▶ Text
--------------------------------------------------
Since lipids play important roles in the folding and function of membrane-associated molecules, these experiments will be useful to measure the dynamics and conformation of lipid molecules. Such measurements also provide insights into the function of membrane-permeating peptides such as antimicrobial, toxin, fusion and channel-forming molecules. Similar information has previously been obtained in ²H NMR studies of deuterated lipids⁴⁴ and proton spin diffusion measurements.^45,46 The approach proposed in the present study, besides avoiding the isotopic labeling, benefits from the higher chemical resolution and a more straightforward signal assignment. In contrast to ²H NMR, our results show that the structural information obtained in ¹³C spectra is not limited to the orientation of a single bond C-H vector. Coupling between remote ¹³C and ¹H spins, as well as between ¹³C and ³¹P nuclei are also accessible. These solid-state NMR approaches are presently being utilized to understand the membrane interaction of a variety of molecules including antidepressants, dendrimers, proteins and polypeptides. As an application, the topology of an antidepressant molecule, desipramine, determined from these measurements is presented in this paper.

Experimental

Sample preparation

1,2-dimyristoyl-sn-glycero-3-phosphatidylcholine (DMPC) and 1,2-dihexanoyl-sn-glycero-3-phosphatidylcholine (DHPC) were purchased from Avanti Polar Lipids, Inc. (Alabaster, AL). DMPC and DHPC with a molar ratio (q=DMPC:DHPC) of 3.5:1 was dissolved in chloroform. The solvent was slowly evaporated under a stream of nitrogen gas at room temperature and completely removed by overnight lyophilization. A 100 mM HEPES buffer at pH 7.0 was added to obtain a concentration of 37.5% (w/w) phospholipids to solution. The sample was vortexed until all of the lipids were solubilized in the HEPES buffer. The solubilized sample was gently sonicated in an ice-cold water bath. The final sample was obtained by several freeze and thaw cycles until a clear transparent solution was formed. Bicelles containing desipramine were also prepared using the above-mentioned procedure.
--------------------------------------------------
▶ Source information

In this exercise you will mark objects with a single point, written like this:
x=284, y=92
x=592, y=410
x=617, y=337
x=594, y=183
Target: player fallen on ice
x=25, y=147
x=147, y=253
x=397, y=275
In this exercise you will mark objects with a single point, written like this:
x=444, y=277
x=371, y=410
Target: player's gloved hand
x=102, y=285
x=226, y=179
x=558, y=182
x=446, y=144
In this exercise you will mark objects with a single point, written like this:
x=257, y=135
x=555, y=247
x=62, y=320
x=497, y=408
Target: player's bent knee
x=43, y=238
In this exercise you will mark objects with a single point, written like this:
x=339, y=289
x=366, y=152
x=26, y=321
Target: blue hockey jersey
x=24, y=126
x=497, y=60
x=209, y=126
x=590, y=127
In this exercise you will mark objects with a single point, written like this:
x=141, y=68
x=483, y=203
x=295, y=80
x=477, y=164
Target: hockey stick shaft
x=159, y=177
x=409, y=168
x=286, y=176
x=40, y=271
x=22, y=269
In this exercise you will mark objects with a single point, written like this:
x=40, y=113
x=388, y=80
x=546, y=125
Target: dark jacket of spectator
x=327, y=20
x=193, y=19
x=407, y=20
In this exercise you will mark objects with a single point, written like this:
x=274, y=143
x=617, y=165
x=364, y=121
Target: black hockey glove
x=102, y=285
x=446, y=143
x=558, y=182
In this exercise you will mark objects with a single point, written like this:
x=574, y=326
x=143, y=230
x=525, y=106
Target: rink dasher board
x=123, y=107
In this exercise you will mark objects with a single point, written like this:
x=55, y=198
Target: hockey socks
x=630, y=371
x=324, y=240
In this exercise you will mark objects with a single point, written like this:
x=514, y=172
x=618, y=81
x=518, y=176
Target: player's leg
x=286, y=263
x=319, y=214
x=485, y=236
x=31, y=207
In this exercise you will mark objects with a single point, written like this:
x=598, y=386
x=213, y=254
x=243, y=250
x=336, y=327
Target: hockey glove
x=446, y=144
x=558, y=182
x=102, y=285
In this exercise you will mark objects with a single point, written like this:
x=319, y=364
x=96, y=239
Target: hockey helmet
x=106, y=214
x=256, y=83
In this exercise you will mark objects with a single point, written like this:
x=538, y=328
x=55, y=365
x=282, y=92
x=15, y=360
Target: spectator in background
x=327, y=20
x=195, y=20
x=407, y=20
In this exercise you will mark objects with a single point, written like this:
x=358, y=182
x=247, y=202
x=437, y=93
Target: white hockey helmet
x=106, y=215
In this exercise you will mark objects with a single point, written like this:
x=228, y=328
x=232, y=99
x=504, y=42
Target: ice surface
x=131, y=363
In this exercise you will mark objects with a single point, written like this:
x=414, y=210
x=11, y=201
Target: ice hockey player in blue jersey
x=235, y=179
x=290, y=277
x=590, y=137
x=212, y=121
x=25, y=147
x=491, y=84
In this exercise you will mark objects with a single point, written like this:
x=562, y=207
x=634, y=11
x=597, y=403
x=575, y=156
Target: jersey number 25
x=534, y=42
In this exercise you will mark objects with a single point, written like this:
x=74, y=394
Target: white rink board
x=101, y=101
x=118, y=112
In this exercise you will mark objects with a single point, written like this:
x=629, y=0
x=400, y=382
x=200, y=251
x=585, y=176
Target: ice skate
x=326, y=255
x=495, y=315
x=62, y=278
--------------------------------------------------
▶ Apply what you read
• A. Answer these questions from the NMR text:
(i) Which antidepressant's topology is presented as an application?
(ii) What molar ratio of DMPC to DHPC was used?
(iii) What was the pH of the HEPES buffer added to the sample?
• B. Rewrite the NMR text between "Experimental" and "the above-mentioned procedure.", inclusive, changing "chloroform" to "methanol".

▶ Responses
• A.
(i) Desipramine.
(ii) 3.5:1.
(iii) 7.0.

• B.
Experimental

Sample preparation

1,2-dimyristoyl-sn-glycero-3-phosphatidylcholine (DMPC) and 1,2-dihexanoyl-sn-glycero-3-phosphatidylcholine (DHPC) were purchased from Avanti Polar Lipids, Inc. (Alabaster, AL). DMPC and DHPC with a molar ratio (q=DMPC:DHPC) of 3.5:1 was dissolved in methanol. The solvent was slowly evaporated under a stream of nitrogen gas at room temperature and completely removed by overnight lyophilization. A 100 mM HEPES buffer at pH 7.0 was added to obtain a concentration of 37.5% (w/w) phospholipids to solution. The sample was vortexed until all of the lipids were solubilized in the HEPES buffer. The solubilized sample was gently sonicated in an ice-cold water bath. The final sample was obtained by several freeze and thaw cycles until a clear transparent solution was formed. Bicelles containing desipramine were also prepared using the above-mentioned procedure.